> _Instruction_
List every line below that contains the word "vest", copying each one in full.

___ Recorded information ___

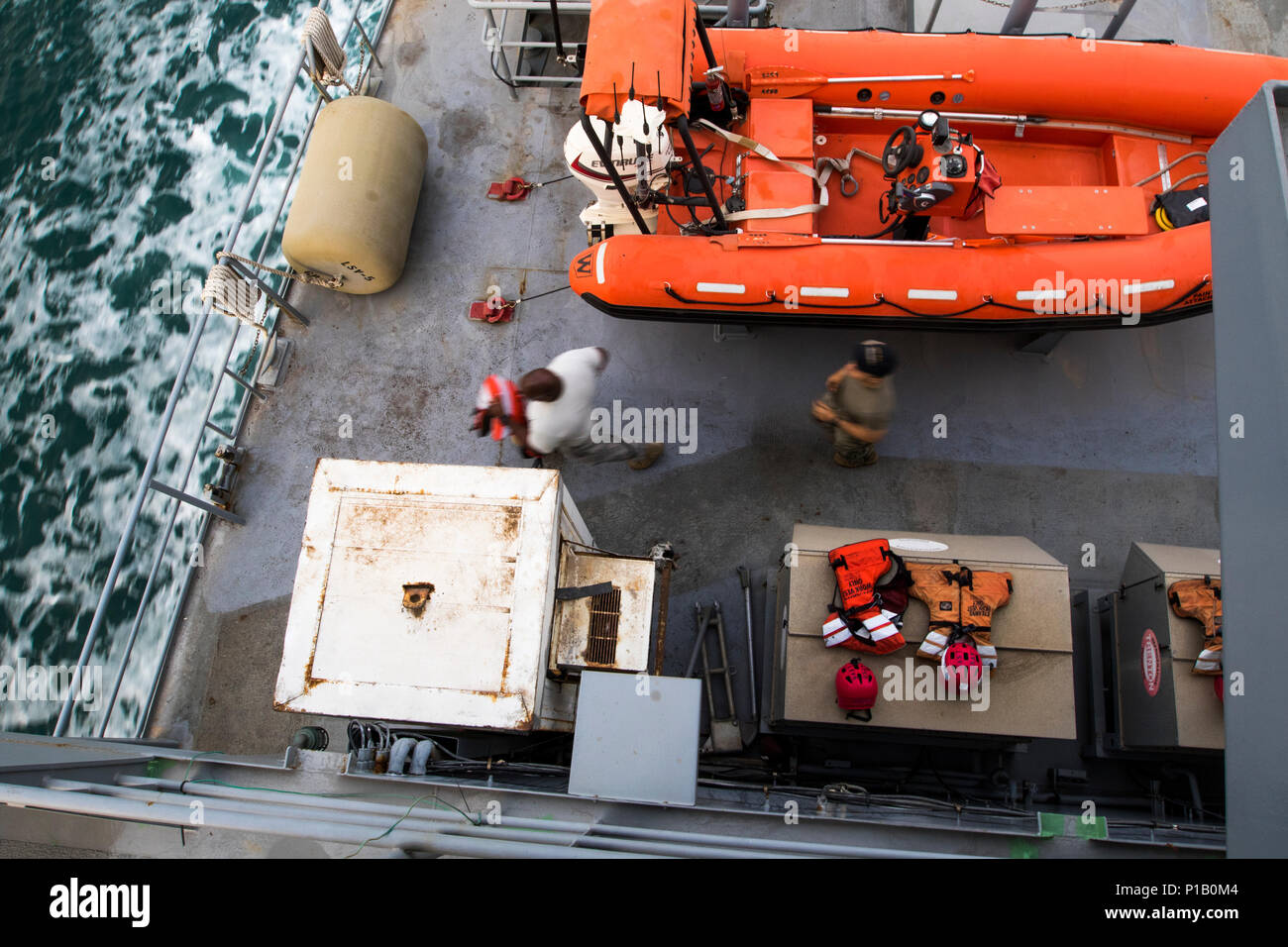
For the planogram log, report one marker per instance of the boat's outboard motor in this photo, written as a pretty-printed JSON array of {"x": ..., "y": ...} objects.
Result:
[{"x": 640, "y": 149}]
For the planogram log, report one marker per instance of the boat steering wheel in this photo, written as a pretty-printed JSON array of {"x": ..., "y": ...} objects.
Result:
[{"x": 901, "y": 153}]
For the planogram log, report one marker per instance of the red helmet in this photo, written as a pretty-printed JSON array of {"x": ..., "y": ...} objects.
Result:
[
  {"x": 855, "y": 685},
  {"x": 961, "y": 665}
]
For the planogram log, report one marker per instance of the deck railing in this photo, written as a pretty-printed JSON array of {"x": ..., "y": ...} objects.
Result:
[
  {"x": 501, "y": 38},
  {"x": 201, "y": 335}
]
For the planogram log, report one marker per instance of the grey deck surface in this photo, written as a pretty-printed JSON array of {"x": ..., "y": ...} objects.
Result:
[{"x": 1108, "y": 442}]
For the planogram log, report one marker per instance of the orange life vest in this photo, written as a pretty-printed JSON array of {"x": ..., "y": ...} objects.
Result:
[
  {"x": 961, "y": 602},
  {"x": 1201, "y": 598},
  {"x": 511, "y": 405},
  {"x": 861, "y": 622}
]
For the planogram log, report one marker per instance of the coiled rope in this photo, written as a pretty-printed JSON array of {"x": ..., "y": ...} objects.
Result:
[
  {"x": 327, "y": 53},
  {"x": 236, "y": 296}
]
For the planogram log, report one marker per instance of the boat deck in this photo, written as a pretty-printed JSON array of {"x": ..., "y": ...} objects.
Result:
[{"x": 1107, "y": 441}]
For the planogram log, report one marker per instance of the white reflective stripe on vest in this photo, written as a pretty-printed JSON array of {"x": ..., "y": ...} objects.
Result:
[
  {"x": 880, "y": 628},
  {"x": 774, "y": 213},
  {"x": 836, "y": 631},
  {"x": 934, "y": 643}
]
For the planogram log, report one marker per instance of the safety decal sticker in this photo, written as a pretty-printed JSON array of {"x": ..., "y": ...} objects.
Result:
[{"x": 1150, "y": 663}]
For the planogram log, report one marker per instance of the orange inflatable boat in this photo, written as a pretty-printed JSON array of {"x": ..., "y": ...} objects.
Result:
[{"x": 962, "y": 180}]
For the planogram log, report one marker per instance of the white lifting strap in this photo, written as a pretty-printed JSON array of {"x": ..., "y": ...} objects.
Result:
[
  {"x": 750, "y": 144},
  {"x": 819, "y": 175}
]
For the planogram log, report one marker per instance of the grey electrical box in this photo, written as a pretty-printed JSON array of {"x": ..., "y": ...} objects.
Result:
[{"x": 1160, "y": 703}]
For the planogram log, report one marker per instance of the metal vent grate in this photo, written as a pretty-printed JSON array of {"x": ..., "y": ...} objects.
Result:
[{"x": 605, "y": 612}]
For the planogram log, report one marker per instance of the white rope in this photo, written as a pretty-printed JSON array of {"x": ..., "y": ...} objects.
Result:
[
  {"x": 331, "y": 282},
  {"x": 232, "y": 295},
  {"x": 327, "y": 53},
  {"x": 1060, "y": 8}
]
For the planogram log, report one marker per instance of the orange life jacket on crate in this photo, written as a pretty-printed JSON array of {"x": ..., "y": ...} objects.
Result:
[
  {"x": 1201, "y": 598},
  {"x": 861, "y": 622},
  {"x": 961, "y": 602}
]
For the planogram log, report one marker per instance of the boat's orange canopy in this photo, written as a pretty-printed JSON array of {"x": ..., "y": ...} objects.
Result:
[{"x": 657, "y": 39}]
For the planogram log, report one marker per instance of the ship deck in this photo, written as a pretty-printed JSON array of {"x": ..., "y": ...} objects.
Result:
[{"x": 1108, "y": 440}]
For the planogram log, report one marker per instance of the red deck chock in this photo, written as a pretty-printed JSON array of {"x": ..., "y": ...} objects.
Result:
[
  {"x": 492, "y": 309},
  {"x": 511, "y": 189}
]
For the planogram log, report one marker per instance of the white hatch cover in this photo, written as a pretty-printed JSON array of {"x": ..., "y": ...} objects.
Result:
[{"x": 424, "y": 592}]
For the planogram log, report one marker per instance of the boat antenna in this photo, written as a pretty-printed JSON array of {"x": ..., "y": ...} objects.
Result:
[
  {"x": 617, "y": 118},
  {"x": 660, "y": 107}
]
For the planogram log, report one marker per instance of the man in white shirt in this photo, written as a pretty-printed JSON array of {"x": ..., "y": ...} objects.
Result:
[{"x": 559, "y": 399}]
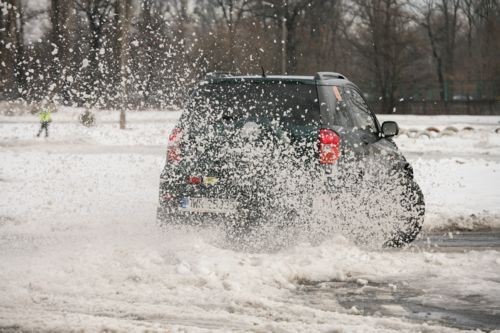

___

> _Solution_
For the planogram log, report one marker per instance of the orange life vest in this photo, written as a pretty-printed JSON array of {"x": ..., "y": ...} objects.
For the planogram log, report one marker per instance of the white reflective stripe on vest in this photo, written as a pretty-printed JSON array of {"x": ..., "y": ...} objects.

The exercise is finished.